_CONSIGNE:_ Reproduisez mot pour mot le passage du texte sur le syndicat du jeu vidéo qui va de « Encore peu connu » à « manifestations contre la réforme des retraites. ».

**** EXTRAIT DU TEXTE ****

Le drapeau rouge et noir siglé « STJV » intrigue alors que la place d’Italie à Paris se remplit de monde pour une deuxième grande journée de mobilisation contre la réforme des retraites.« Vous êtes quelle organisation ? » demande un homme aux couleurs de la CFDT. « On est le Syndicat des travailleuses et travailleurs du jeu vidéo », répond le porteur du drapeau.
Encore peu connu du grand public et des acteurs des mouvements sociaux, le STJV attire de nouveaux adhérents depuis sa création en 2017 et multiplie les actions ces derniers mois. Ils sont maintenant plusieurs dizaines de développeurs, designers, graphistes 3D, travaillant pour des fleurons du secteur, comme Ubisoft, Don’t Nod ou Gameloft, à rejoindre les manifestations contre la réforme des retraites.
« Le jeu vidéo est un secteur très peu syndiqué, peu politisé, mais d’énormes pas sont faits depuis quelques années », se félicite Frédéric* [1], développeur et l’un des cofondateurs du STJV. Le jeu vidéo a longtemps été un milieu à part, presque incompatible avec le syndicalisme.
« Nos patrons ne connaissent pas forcément la loi »
« C’est la première fois que je fais grève », explique Thomas*, designer de l’expérience utilisateur depuis juillet dernier dans un studio parisien. Il poursuivait ses études lorsque le STJV est né et s’est syndiqué dès qu’il a commencé à travailler. « Il y a une culture de la neutralité dans le jeu vidéo, cet esprit startup où on ne parle pas vraiment de politique, témoigne-t-il. Mais en fait, on est tous confrontés à un moment à de mauvais traitements, nos patrons ne connaissent pas forcément la loi et le fait d’en parler, ça aide à créer une conscience collective. »

**** DONNÉES FOURNIES ****

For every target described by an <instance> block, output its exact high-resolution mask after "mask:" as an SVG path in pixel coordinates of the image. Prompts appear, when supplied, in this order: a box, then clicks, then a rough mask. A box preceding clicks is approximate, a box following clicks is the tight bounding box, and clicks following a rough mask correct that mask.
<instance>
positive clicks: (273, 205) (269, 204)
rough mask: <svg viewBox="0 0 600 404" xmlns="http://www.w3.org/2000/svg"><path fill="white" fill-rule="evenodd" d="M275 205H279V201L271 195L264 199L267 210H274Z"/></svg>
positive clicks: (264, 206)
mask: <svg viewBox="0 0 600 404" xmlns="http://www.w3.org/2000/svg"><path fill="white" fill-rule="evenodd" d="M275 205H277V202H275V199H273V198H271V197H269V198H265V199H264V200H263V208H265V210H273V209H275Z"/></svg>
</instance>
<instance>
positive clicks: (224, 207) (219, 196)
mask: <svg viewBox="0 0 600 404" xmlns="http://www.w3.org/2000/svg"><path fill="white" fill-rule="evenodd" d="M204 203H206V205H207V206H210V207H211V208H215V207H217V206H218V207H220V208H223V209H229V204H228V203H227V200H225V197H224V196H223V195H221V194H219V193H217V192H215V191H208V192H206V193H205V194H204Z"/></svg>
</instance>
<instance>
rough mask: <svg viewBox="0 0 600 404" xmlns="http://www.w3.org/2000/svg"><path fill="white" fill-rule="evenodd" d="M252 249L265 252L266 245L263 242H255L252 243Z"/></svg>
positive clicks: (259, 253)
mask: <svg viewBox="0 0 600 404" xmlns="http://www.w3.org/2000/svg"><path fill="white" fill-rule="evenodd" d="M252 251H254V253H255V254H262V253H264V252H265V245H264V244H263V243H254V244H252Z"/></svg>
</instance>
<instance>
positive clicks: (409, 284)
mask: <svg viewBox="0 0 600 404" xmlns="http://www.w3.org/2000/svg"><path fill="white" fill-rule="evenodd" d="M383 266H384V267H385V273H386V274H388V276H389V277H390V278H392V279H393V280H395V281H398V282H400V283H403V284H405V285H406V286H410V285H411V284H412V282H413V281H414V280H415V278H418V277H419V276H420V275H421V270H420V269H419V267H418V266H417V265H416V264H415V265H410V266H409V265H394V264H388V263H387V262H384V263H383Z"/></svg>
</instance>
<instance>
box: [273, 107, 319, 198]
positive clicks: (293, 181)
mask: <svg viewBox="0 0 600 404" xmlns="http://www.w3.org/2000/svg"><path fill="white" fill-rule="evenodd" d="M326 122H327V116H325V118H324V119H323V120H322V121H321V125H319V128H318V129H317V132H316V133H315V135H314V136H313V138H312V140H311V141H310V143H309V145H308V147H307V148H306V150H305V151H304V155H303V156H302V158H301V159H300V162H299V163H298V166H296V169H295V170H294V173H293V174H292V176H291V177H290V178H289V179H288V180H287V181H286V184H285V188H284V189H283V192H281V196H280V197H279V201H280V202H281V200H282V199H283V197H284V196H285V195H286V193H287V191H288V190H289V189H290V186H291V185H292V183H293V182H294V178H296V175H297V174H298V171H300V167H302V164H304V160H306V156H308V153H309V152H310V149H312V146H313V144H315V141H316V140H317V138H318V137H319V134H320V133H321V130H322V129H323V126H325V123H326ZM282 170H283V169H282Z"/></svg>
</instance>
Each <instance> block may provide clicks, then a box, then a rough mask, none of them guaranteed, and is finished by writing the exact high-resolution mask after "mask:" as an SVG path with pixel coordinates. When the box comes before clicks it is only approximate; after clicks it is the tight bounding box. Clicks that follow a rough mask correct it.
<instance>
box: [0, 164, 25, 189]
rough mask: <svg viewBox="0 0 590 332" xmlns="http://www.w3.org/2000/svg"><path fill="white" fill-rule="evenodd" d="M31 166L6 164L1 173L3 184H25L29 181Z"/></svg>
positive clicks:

****

_RÉPONSE:_
Encore peu connu du grand public et des acteurs des mouvements sociaux, le STJV attire de nouveaux adhérents depuis sa création en 2017 et multiplie les actions ces derniers mois. Ils sont maintenant plusieurs dizaines de développeurs, designers, graphistes 3D, travaillant pour des fleurons du secteur, comme Ubisoft, Don’t Nod ou Gameloft, à rejoindre les manifestations contre la réforme des retraites.